--- BEGIN TASK INPUT ---

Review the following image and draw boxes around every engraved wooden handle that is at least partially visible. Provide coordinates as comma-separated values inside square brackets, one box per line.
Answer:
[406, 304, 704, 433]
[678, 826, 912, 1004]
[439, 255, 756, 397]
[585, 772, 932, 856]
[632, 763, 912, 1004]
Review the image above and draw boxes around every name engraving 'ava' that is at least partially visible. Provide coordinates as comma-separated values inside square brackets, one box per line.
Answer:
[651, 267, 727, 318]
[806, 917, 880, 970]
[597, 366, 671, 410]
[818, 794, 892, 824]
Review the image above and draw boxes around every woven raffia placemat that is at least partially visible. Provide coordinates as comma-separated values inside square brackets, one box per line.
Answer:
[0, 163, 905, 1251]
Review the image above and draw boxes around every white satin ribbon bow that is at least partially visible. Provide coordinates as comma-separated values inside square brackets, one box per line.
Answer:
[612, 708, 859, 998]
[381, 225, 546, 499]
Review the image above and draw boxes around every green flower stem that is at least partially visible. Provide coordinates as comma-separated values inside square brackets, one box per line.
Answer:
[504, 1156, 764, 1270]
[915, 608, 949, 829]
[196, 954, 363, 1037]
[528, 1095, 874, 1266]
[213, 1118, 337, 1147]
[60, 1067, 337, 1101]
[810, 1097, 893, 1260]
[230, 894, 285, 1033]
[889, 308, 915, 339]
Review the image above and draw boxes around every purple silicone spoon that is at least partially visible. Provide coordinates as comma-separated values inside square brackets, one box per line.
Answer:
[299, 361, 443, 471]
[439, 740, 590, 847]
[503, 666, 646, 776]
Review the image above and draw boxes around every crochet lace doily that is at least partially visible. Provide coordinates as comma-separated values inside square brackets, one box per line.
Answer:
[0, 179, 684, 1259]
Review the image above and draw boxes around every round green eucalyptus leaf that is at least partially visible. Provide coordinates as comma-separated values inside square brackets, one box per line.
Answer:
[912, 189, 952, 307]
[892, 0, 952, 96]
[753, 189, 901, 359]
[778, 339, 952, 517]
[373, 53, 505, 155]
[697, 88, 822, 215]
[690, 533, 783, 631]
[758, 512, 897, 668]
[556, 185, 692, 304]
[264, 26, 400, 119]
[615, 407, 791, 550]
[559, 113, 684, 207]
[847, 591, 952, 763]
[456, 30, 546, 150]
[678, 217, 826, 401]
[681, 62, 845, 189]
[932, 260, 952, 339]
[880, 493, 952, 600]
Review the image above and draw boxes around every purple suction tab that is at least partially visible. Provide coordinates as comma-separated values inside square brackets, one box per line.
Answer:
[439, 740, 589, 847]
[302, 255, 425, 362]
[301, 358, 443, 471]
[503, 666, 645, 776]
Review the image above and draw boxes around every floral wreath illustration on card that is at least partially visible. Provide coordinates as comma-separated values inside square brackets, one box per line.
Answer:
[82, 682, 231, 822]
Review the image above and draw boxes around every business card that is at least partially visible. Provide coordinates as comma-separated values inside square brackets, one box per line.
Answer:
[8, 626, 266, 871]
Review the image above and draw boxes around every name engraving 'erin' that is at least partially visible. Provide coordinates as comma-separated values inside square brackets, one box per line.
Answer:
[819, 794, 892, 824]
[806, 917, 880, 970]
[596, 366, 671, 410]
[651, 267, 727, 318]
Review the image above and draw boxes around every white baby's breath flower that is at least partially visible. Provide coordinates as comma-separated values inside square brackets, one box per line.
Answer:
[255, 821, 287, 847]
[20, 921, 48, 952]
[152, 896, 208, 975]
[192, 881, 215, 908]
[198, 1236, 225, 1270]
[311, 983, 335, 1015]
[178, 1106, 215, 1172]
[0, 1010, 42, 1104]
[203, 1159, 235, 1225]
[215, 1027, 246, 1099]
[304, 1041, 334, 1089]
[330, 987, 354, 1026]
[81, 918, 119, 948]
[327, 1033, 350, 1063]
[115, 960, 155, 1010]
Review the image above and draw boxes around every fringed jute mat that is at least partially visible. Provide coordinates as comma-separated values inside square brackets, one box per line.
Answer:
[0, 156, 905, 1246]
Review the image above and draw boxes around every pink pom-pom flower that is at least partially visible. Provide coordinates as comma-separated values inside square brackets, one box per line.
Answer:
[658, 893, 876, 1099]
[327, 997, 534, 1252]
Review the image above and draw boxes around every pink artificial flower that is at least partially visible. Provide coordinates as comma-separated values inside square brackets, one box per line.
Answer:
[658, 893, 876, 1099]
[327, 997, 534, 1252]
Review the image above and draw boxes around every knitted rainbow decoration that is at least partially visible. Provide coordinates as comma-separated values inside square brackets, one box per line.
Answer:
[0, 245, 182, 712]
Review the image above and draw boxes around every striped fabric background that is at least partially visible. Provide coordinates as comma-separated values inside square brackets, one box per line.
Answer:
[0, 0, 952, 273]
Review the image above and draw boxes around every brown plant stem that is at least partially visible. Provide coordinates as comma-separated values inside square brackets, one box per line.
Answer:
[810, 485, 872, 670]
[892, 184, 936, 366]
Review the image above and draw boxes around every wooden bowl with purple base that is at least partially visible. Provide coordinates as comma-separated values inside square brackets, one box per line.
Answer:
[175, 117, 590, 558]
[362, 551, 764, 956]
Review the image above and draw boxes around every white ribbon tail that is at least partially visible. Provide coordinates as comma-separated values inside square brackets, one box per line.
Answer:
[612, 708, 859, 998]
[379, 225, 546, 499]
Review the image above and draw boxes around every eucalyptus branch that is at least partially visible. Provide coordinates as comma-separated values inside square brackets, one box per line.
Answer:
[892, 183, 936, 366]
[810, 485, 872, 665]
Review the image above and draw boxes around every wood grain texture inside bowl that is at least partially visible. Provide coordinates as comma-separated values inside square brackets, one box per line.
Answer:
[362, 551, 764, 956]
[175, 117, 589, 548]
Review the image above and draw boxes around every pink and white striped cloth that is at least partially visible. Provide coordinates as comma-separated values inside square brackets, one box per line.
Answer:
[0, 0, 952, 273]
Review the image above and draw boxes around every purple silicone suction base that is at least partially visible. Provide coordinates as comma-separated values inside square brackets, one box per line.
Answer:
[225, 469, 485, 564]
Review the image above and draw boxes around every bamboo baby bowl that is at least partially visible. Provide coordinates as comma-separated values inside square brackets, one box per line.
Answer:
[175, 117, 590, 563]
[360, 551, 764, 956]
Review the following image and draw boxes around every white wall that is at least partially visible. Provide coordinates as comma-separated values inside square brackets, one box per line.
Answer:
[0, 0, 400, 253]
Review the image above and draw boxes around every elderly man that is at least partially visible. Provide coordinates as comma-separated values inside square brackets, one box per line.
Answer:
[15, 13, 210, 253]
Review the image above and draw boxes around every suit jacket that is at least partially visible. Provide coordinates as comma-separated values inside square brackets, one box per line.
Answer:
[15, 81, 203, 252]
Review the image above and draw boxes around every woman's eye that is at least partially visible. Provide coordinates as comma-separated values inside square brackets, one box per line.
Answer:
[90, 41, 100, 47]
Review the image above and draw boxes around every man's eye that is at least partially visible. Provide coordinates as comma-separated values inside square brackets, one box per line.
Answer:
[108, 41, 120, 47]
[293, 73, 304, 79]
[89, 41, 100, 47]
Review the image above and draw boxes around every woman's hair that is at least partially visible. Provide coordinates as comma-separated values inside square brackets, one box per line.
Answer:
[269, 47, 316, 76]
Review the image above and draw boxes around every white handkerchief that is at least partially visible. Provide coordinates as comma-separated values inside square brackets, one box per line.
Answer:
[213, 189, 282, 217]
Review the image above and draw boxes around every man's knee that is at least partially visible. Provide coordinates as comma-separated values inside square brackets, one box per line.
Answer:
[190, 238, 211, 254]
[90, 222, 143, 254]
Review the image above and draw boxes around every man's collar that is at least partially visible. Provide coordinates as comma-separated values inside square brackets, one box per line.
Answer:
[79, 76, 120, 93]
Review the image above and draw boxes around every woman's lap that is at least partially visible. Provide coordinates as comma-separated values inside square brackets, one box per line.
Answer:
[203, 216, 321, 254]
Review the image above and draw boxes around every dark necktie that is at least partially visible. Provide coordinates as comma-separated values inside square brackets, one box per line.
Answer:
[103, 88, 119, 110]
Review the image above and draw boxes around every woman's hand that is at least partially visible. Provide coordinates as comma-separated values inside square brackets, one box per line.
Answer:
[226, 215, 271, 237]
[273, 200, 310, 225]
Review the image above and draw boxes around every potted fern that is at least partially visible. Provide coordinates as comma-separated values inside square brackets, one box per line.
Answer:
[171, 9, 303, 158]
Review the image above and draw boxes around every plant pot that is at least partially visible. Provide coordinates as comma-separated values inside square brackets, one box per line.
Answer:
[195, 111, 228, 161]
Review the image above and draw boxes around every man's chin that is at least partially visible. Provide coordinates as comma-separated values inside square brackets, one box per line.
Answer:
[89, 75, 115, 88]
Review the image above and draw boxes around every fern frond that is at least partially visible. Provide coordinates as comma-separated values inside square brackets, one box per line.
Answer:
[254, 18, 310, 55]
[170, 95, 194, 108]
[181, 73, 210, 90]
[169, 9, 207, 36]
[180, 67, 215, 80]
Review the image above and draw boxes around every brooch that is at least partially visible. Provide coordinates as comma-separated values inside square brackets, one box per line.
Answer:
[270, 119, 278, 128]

--- END TASK INPUT ---

◆ **YOUR GOAL**: Render the lines of the records as a JSON list of strings, one string per line and no blank lines, starting at the line containing "Review the image above and draw boxes around every brooch" and ending at the last line of the records.

◆ **RESULT OF THIS EXERCISE**:
[
  "Review the image above and draw boxes around every brooch that is at least partially visible. Provide coordinates as comma-separated values inside square brackets, one box per line.",
  "Answer:",
  "[270, 119, 278, 128]"
]